==== Vorliegender Text

Sehr geehrte Frau Präsidentin! Meine Damen und Herren! Als wir uns in der Koalition zu diesem Gesetzentwurf ausgetauscht haben, war eines klar: Eine intensive inhaltliche Debatte war in diesem Verfahren aufgrund seiner besonderen Bedeutung nicht zu erwarten. Es sollte von Anfang an über die zeitliche Ausgestaltung des Gesetzes gesprochen werden.
Eine Entfristung ist erforderlich, wenn der bisherige ausgestaltete Schutz erhalten bleiben soll. Ganz schnell stellte sich dann die Frage nach der Effizienz des bestehenden Gesetzes. Statistiken, Zahlen und Begründungen wurden bemüht. Es war spannend zu beobachten, wie sehr wir uns von Zahlen beeindrucken lassen.
Als aktiver Nichtraucher stehe ich für einen möglichst weitreichenden Schutz. Da meine ich nicht nur das Abstellen auf bloße Zahlen, sprich auf Menschen bezogen, sondern auf bestimmte Zielgruppen, wie zum Beispiel Kinder oder Menschen in besonderen Lebenssituationen, wie zum Beispiel Schwangerschaften. Ich habe deshalb nicht die Geschichte eines großen zahlenmäßigen Erfolges erwartet. Ob es sich um Landes- oder Bundesdurch
schnitte handelt oder ob die Zahlen schon unter ihrem Verfallsdatum leiden, ich glaube eben gerade nicht, dass blanke Zahlen den Erfolg des Nichtraucherschutzes ganzheitlich wiedergeben. Die Effekte des Gesetzes sind unter verschiedenen Aspekten zu betrachten.

========

▶ [Deine Aufgaben]
A – Welche Zielgruppen werden in der Rede zum Nichtraucherschutz als Beispiele genannt?
B – Schreibe aus der Rede zum Nichtraucherschutz den Teil wortgetreu ab, der mit den Worten „Sehr geehrte Frau“ anfängt und mit „Zahlen beeindrucken lassen.“ aufhört.
C – Führe die Rede zum Nichtraucherschutz im Anschluss an ihren letzten Satz weiter.
Die anschließenden Einträge stehen für sich und gehören nicht zur Rede zum Nichtraucherschutz.

==== Datenauszüge

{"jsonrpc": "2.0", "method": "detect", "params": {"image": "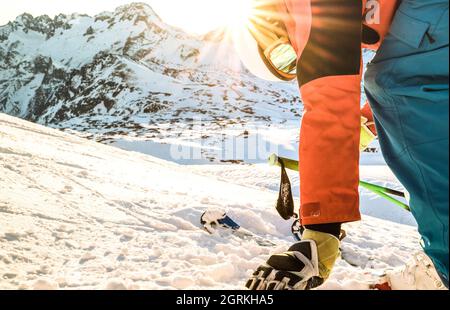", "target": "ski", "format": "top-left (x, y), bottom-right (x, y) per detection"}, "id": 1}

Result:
top-left (200, 209), bottom-right (277, 247)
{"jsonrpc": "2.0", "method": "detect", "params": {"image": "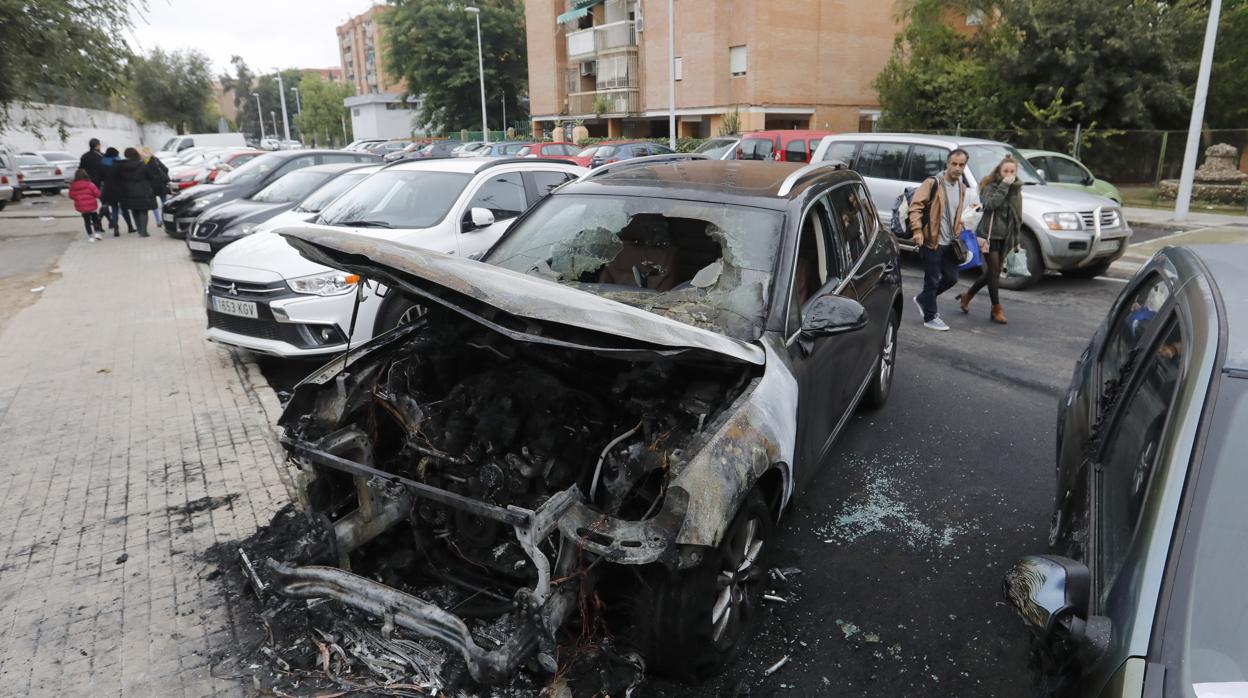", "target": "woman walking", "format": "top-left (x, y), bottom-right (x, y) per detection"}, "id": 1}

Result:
top-left (957, 155), bottom-right (1022, 325)
top-left (112, 147), bottom-right (156, 237)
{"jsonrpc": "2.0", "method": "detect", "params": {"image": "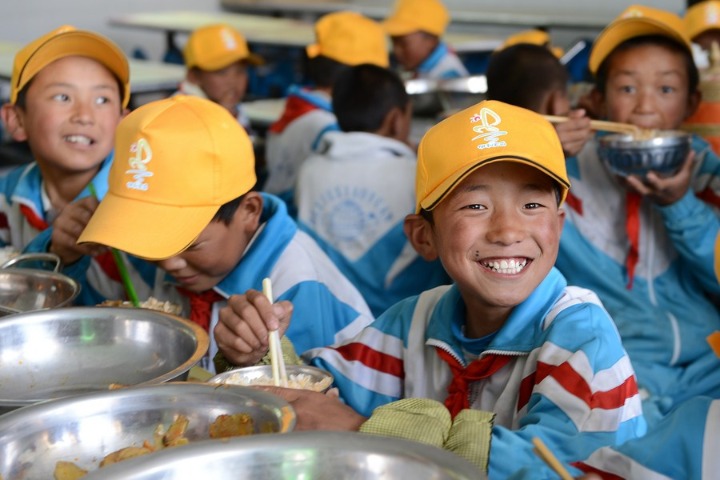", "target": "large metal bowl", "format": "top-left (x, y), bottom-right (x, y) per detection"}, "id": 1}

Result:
top-left (0, 254), bottom-right (80, 316)
top-left (0, 307), bottom-right (208, 413)
top-left (598, 130), bottom-right (691, 178)
top-left (84, 432), bottom-right (486, 480)
top-left (0, 382), bottom-right (295, 480)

========

▶ [Antworten pro Aufgabe]
A – Kinder und Menschen in besonderen Lebenssituationen, etwa Schwangerschaften.

B –
Sehr geehrte Frau Präsidentin! Meine Damen und Herren! Als wir uns in der Koalition zu diesem Gesetzentwurf ausgetauscht haben, war eines klar: Eine intensive inhaltliche Debatte war in diesem Verfahren aufgrund seiner besonderen Bedeutung nicht zu erwarten. Es sollte von Anfang an über die zeitliche Ausgestaltung des Gesetzes gesprochen werden.
Eine Entfristung ist erforderlich, wenn der bisherige ausgestaltete Schutz erhalten bleiben soll. Ganz schnell stellte sich dann die Frage nach der Effizienz des bestehenden Gesetzes. Statistiken, Zahlen und Begründungen wurden bemüht. Es war spannend zu beobachten, wie sehr wir uns von Zahlen beeindrucken lassen.

C –
Es war insofern eine interessante Diskussion, aber wesentlicher ist doch jeder einzelne Erfolg, jede konkrete Umsetzung, die gesundheitliche Schädigungen minimiert. Die Sicherung eines umfassenden Nichtraucherschutzes ist oberste Messlatte und nicht das reine Zahlenwerk.
Meine Damen und Herren, die Akzeptanz gegenüber den Tabakwaren sinkt. Rauchen wird immer unattraktiver, der Schutz der Nichtraucher nimmt flächendeckend Form an.
Meine Damen und Herren, insofern war ich für den Ausflug in die Grundsatzfragen dankbar. Beachtlich fand ich aber auch die Diskussion über die kleinen Eckkneipen, wir hörten sie schon. Sie wissen, ich meine die Kleinstgaststätten um die Ecke, in denen sich der Raucher gut aufgehoben fühlt – nicht größer als 75 Quadratmeter, und das Rauchen ist erlaubt.
Einmal mehr habe ich festgestellt, dass die Rechtsprechung des Bundesverfassungsgerichtes unserer Opposition an der einen oder anderen Stelle deutlich voraus ist. Sie wirkt nicht nur gestalterisch, nein, sie hat auch dokumentiert, dass sie in den Fragen der wirtschaftlichen Bestandssicherung klare Grenzziehungen schafft. Das Ergebnis ist nämlich exakt die Ausnahmeregelung in Bezug auf die Kleinstkneipen, wie eben beschrieben.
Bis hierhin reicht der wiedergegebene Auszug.